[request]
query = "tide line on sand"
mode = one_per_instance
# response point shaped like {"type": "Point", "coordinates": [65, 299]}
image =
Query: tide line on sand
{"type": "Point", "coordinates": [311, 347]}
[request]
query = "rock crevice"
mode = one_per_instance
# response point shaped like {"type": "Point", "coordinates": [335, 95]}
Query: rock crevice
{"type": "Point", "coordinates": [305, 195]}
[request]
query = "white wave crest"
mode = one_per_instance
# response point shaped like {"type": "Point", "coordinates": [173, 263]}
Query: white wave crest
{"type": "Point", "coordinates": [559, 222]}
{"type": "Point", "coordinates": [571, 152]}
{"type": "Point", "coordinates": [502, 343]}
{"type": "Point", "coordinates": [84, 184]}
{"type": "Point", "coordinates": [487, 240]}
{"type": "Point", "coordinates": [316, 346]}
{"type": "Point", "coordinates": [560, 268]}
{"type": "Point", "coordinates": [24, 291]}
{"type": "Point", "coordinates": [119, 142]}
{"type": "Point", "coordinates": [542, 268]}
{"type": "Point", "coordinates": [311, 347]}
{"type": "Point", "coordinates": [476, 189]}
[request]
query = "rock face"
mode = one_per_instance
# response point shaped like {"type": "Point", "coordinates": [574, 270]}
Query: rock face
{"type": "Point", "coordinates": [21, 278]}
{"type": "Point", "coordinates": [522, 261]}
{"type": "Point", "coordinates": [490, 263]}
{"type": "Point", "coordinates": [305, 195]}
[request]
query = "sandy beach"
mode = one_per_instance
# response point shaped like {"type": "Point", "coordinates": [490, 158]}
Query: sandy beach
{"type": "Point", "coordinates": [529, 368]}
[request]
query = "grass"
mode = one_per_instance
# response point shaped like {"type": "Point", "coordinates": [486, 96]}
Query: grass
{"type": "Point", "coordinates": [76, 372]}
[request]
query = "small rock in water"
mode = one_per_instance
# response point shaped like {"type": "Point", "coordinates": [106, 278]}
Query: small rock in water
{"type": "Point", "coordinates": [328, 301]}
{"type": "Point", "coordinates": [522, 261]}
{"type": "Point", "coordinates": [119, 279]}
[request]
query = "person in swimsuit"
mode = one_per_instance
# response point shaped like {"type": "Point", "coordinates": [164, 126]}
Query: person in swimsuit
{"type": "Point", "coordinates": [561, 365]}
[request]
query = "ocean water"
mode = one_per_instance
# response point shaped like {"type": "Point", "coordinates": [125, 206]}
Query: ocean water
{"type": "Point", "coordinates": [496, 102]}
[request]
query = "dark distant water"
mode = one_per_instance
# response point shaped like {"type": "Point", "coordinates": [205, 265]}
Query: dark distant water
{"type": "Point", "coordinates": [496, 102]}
* * *
ACTIVITY —
Could you print the material above once more, exactly as it stands?

RESPONSE —
[request]
query = "tide line on sand"
mode = one_per_instance
# response point shaped like {"type": "Point", "coordinates": [65, 299]}
image =
Query: tide line on sand
{"type": "Point", "coordinates": [311, 347]}
[request]
query = "rock crevice"
mode = one_per_instance
# response point shaped like {"type": "Point", "coordinates": [335, 95]}
Query: rock crevice
{"type": "Point", "coordinates": [305, 195]}
[request]
query = "white wave crest"
mode = one_per_instance
# response point shaped like {"type": "Point", "coordinates": [173, 263]}
Query: white wave crest
{"type": "Point", "coordinates": [559, 222]}
{"type": "Point", "coordinates": [571, 152]}
{"type": "Point", "coordinates": [502, 343]}
{"type": "Point", "coordinates": [84, 184]}
{"type": "Point", "coordinates": [487, 240]}
{"type": "Point", "coordinates": [316, 346]}
{"type": "Point", "coordinates": [560, 268]}
{"type": "Point", "coordinates": [24, 291]}
{"type": "Point", "coordinates": [119, 142]}
{"type": "Point", "coordinates": [542, 268]}
{"type": "Point", "coordinates": [311, 347]}
{"type": "Point", "coordinates": [476, 189]}
[request]
query = "rock face"
mode = one_per_instance
# response point shaped like {"type": "Point", "coordinates": [574, 270]}
Query: rock face
{"type": "Point", "coordinates": [21, 278]}
{"type": "Point", "coordinates": [522, 261]}
{"type": "Point", "coordinates": [490, 263]}
{"type": "Point", "coordinates": [305, 195]}
[request]
query = "sandy beach"
mode = one_per_instance
# response point shaped like {"type": "Point", "coordinates": [490, 158]}
Query: sandy beach
{"type": "Point", "coordinates": [529, 368]}
[request]
query = "grass"
mode = one_per_instance
# response point shaped like {"type": "Point", "coordinates": [486, 96]}
Query: grass
{"type": "Point", "coordinates": [76, 372]}
[request]
query = "small rock in water"
mode = one_per_instance
# response point shaped like {"type": "Point", "coordinates": [106, 278]}
Query: small rock in water
{"type": "Point", "coordinates": [328, 301]}
{"type": "Point", "coordinates": [522, 261]}
{"type": "Point", "coordinates": [119, 279]}
[request]
query = "person in swimsuit"
mode = one_per_instance
# response point shaped like {"type": "Point", "coordinates": [164, 126]}
Query: person in swimsuit
{"type": "Point", "coordinates": [561, 365]}
[request]
query = "ocean water"
mode = one_per_instance
# response point shaped like {"type": "Point", "coordinates": [125, 206]}
Query: ocean water
{"type": "Point", "coordinates": [496, 102]}
[request]
query = "dark distant water"
mode = one_per_instance
# response point shaped like {"type": "Point", "coordinates": [205, 265]}
Query: dark distant water
{"type": "Point", "coordinates": [496, 102]}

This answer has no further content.